**Provided text**:
-=-=-

The lack of firmware updates etc is less important when they are deployed as APs and aren't internet-facing. So I did pfSense as it looked like an easier to work with setup than my old iptables scripts. :)
 

Cheddoleum

Member
Feb 19, 2014
103
23
18
That was where I ended up with the *WRT method as well. When it worked, it often didn't work right with the newer radio hardware etc.. For the longest time no 5Ghz radios worked, or didn't work well, for example.
Yeah, I can see where you're coming from. I don't run it anymore but I'm fond of OpenWRT, maybe because I last ran it on commodity hardware in the Aughties (Asus wl-500gP v1 with the replaceable MiniPCI card... I still love that stupid thing). Then ran it for a few years compiled from source for an Alix 2d13 and a succession of WiFi cards, but always Atheros-based so there was never a support issue. Only dumped that when the 100base-TX nics became hopelessly inadequate even bonded, and of course insufficient crypto support for full-bandwidth VPN.

Still ran OpenWRT for a few months after that, built with paravirtualization and SMP switches in a KVM, but I got occasional kernel oopses on the host that I didn't think worth chasing so I finally gave it up. Still think it's a great little distro for small appliances though, particularly if you're prepared to build it yourself.
 

azev

Well-Known Member
Jan 18, 2013
775
255
63
does anyone know of any open source or "affordable" L7 firewalls for the home ?
Being able to allow or block application on the internet (facebook, youtube, etc) would be awesome.
 

cheezehead

Active Member
Sep 23, 2012
734
179
43
Midwest, US
does anyone know of any open source or "affordable" L7 firewalls for the home ?
Being able to allow or block application on the internet (facebook, youtube, etc) would be awesome.
pfSense use to have the code for this years ago but they pulled the ipfw-classifyd package :(after stability issues awhile back.

Sophos UTM does have the functionality but beware the CPU requirements for handling L7 is significantly higher than a L4 firewall.
 

azev

Well-Known Member
Jan 18, 2013
775
255
63
pfSense use to have the code for this years ago but they pulled the ipfw-classifyd package :(after stability issues awhile back.

-=-=-

**Collected data**:

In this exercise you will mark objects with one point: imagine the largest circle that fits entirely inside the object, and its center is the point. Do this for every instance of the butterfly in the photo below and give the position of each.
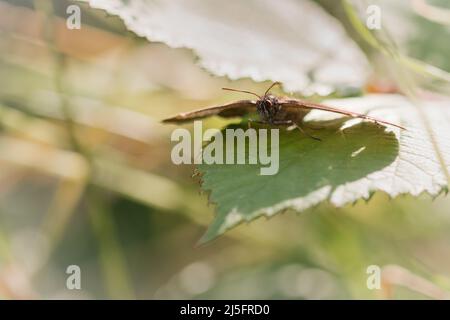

-=-=-

Copy the forum thread from "Yeah, I can" through "for full-bandwidth VPN.", changing "Atheros" to "Broadcom".

**Solution to the exercise**:
Yeah, I can see where you're coming from. I don't run it anymore but I'm fond of OpenWRT, maybe because I last ran it on commodity hardware in the Aughties (Asus wl-500gP v1 with the replaceable MiniPCI card... I still love that stupid thing). Then ran it for a few years compiled from source for an Alix 2d13 and a succession of WiFi cards, but always Broadcom-based so there was never a support issue. Only dumped that when the 100base-TX nics became hopelessly inadequate even bonded, and of course insufficient crypto support for full-bandwidth VPN.